• _Metin parçası_:
╭──

Değişen Batı Trakya

CNN Türk, Yunanistan'da Türk azınlığın yaşadığı Batı Trakya bölgesinden geçen hafta yaptığı iki canlı yayınla dikkatlari çekti.

İlk kez bir Türk televizyonu bölgeden canlı yayınla azınlığın durumunu yansıttı; sorunlarını ele aldı. Hem Türk hem de Yunanlı yetkili ve temsilcilerin yer aldığı programlar büyük ilgi ve heyecan yarattı. ‘‘Sessiz azınlık’’ sesini duyurmuş oldu. Canlı yayın fikri, programı sunan gazeteci Yavuz Baydar'dan gelmişti.

Programı, Yunanistan'ın 1 Ocak'tan itibaren AB dönem başkanı olması dolayısıyla düşünmüş. ‘‘Yıllar boyu kendi yağıyla kavrulan, zaman zaman büyük baskılara maruz kalan ama kimliğini ısrarla koruyan 130 bin Türk azınlık mensubunu sürekli izliyorum’’ diyor. Dedesi azınlığın 1930'lardaki liderlerinden ve milletvekillerinden olduğu için Batı Trakya'yı sürekli izliyor Baydar.

Gezinizde ne ortaya çıkıyor?

- 1990'ların ortalarından itibaren, bu bölgede ciddi sıkıntılar yaşayan azınlığın durumunda hızlı bir değişim, düzelme görülmeye başlandı. Bunda hem AB'nin hem de yenilikçi Simitis yönetiminin büyük payı olduğu konusunda yaygın bir kanı var. AB konusunda biz de azınlıkları Türkiye'de tartışıp duruyoruz. İşte bu amaçla, ‘‘AB, Batı Trakya Türklerinin durumunu nasıl etkiledi?’’ sorusuna yanıt aradık. Değişik görüşler yansıtan, bir fotoğraf çektik.

╰──

• _Verilen görev A_:
Batı Trakya yazısına göre şu soruları yanıtlayın:
(i) Sürekli izlendiği söylenen Türk azınlık kaç kişi olarak anılıyor?
(ii) Bölgeden canlı yayın yapma fikri kimden gelmişti?
(iii) Yunanistan hangi tarihten itibaren AB dönem başkanı oluyor?
• _Verilen görev B_:
Batı Trakya yazısını, kaldığı yerden birkaç paragrafla sürdürün.

Nesne tespiti etiket kayıtları
╭──

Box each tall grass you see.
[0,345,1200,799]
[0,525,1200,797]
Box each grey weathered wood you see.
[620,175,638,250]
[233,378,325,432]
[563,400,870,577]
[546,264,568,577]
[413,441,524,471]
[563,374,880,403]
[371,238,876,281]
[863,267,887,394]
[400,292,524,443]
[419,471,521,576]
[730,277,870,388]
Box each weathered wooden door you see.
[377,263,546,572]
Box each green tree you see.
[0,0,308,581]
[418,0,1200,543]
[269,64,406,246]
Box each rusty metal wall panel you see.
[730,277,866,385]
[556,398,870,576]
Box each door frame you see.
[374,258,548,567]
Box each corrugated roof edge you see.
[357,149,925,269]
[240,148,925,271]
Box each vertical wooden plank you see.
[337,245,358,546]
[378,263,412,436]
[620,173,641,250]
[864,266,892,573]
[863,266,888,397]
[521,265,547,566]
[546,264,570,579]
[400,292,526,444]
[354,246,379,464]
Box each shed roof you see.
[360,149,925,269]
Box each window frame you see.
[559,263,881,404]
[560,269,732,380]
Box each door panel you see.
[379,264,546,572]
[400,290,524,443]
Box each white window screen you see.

╰──

• _Alıştırma sonucu A_:
(i) 130 bin kişi olarak anılıyor.
(ii) Programı sunan gazeteci Yavuz Baydar'dan gelmişti.
(iii) 1 Ocak'tan itibaren.

• _Alıştırma sonucu B_:
Nasıl bir fotoğraf çıktı?

- Çok ciddi bir değişim, gözle görülür bir düzelme var. Azınlığın vatandaşlık hakları bir bir teslim edilmiş. Mülk ediniyor; alıp satıyor. İşyeri açabiliyor; ehliyet alabiliyor. Yavaş yavaş da olsa yerel bürokrasi ve belediyelerde işe alınıyorlar artık. Radyo ve TV'den Türkçe yayın serbest. Bunlardan mahrumdular. Yunanistan, keyfi olarak bu azınlık mensuplarını vatandaşlıktan atamıyor. Belki attıklarını geri almak zorunda bile kalabilir. Bölgenin kuzeyindeki dağlarda bulunan Türk köyleri artık tecrit edilmiş değil. Buraları yasak bölgeydi, ama biz rahatça gidip gezdik. Seyahat özgürlüğü sağlanmış. Yeni kuşaklar geleceğe daha umutlu bakıyor. Bütün bunlar Yunanistan, AB üyesi olmasaydı hayaldi. Ama süregiden sorunlar da var tabii...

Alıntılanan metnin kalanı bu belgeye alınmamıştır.